#### [Dokumenttext]
==================================================

Flüchtlinge sollen bleiben
Initiative der Helferkreise gegen "Wegverlegung"
Wie es für sie weitergeht ist ungewiss. Kaum, dass sie sich in der neuen Umgebung zurechtgefunden haben, kaum, dass erste Kontakte zu den Stadtteilbewohnern geknüpft wurden, sollen sie schon wieder umziehen. Die rund 300 Flüchtlinge, die derzeit noch in der Unterkunft in der Tübinger Straße 1-3 untergebracht sind, sollen in Kürze wegziehen. Wohin, das steht noch nicht fest. Klar ist nur, dass der Standort Tübinger Straße im Juni geschlossen wird, weil der Gebäudeeigentümer das Bauwerk anderweitig nutzen wird.
Die Helferkreise aus Laim und Sendling-Westpark, die sich in den vergangenen Monaten beherzt für die Schutzsuchenden aus der Tübinger Straße engagiert haben, setzen sich nun für ihr Bleiben ein. In einem offenen Brief an den Leiter des Amtes für Wohnen und Migration bittet der Helferkreis Flüchtlinge im Pfarrverband Laim mit der Unterstützung des Helferkreises Tübinger- und Hansastraße darum, dass die Nutzung des Gebäudes in der Tübinger Straße kurzzeitig verlängert werden soll. Denn in nur wenigen Wochen soll die geplante Unterkunft auf dem Areal in der Zschokkestraße beziehbar sein, voraussichtlich im August wird dann auch die Unterkunft in der Elsenheimerstraße zur Verfügung stehen. Die Flüchtlinge könnten also hierher umziehen und dürften somit in der gerade vertraut gewordenen Umgebung bleiben. „Den von uns ehrenamtlich mitbetreuten Flüchtlingen könnte dies einen möglicherweise unnötigen, anstrengenden Ortswechsel ersparen“, heißt es dazu im Brief an Rudolf Stummvoll, dem Leiter des Amtes für Wohnen und Migration.

==================================================

#### [Aufgabenmaterial]
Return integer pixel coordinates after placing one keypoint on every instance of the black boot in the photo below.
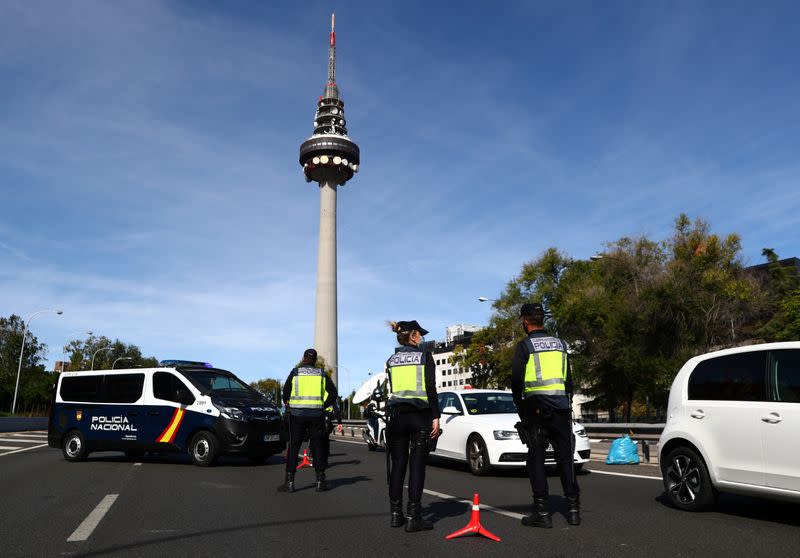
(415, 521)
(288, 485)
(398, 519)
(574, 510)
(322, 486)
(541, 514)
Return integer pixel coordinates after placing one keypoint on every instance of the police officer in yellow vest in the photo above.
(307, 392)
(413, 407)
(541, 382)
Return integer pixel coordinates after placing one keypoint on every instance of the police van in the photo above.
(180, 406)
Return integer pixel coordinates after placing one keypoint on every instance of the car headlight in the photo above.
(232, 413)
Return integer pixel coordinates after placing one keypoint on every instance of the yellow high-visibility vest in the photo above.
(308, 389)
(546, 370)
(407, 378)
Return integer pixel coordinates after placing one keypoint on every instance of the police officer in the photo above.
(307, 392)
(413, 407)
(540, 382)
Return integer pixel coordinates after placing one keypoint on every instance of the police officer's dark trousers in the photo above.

==================================================

#### [Schriftliche Aufgabe 1]
Beantworte zum Artikel über die Flüchtlingsunterkunft in der Tübinger Straße folgende Fragen:
(a) Wie viele Flüchtlinge sind derzeit in der Unterkunft in der Tübinger Straße 1-3 untergebracht?
(b) Warum wird der Standort Tübinger Straße im Juni geschlossen?
(c) An wen ist der offene Brief der Helferkreise gerichtet?
#### [Schriftliche Aufgabe 2]
Ändere die Zeilen der Einträge ab der Zeile mit „yellow vest in the photo above.“ bis zum Ende der Einträge, beide Enden eingeschlossen, indem du „keypoint“ durch „marker“ ersetzt und alles andere unverändert lässt. Gib nur diese Zeilen wieder.

#### [Vollständige Antwort 1]
(a) Derzeit sind dort rund 300 Flüchtlinge untergebracht.
(b) Der Standort wird geschlossen, weil der Gebäudeeigentümer das Bauwerk anderweitig nutzen wird.
(c) Der Brief ist an Rudolf Stummvoll gerichtet, den Leiter des Amtes für Wohnen und Migration.

#### [Vollständige Antwort 2]
Return integer pixel coordinates after placing one marker on every instance of the police officer in yellow vest in the photo above.
(307, 392)
(413, 407)
(541, 382)
Return integer pixel coordinates after placing one marker on every instance of the police van in the photo above.
(180, 406)
Return integer pixel coordinates after placing one marker on every instance of the car headlight in the photo above.
(232, 413)
Return integer pixel coordinates after placing one marker on every instance of the yellow high-visibility vest in the photo above.
(308, 389)
(546, 370)
(407, 378)
Return integer pixel coordinates after placing one marker on every instance of the police officer in the photo above.
(307, 392)
(413, 407)
(540, 382)
Return integer pixel coordinates after placing one marker on every instance of the police officer's dark trousers in the photo above.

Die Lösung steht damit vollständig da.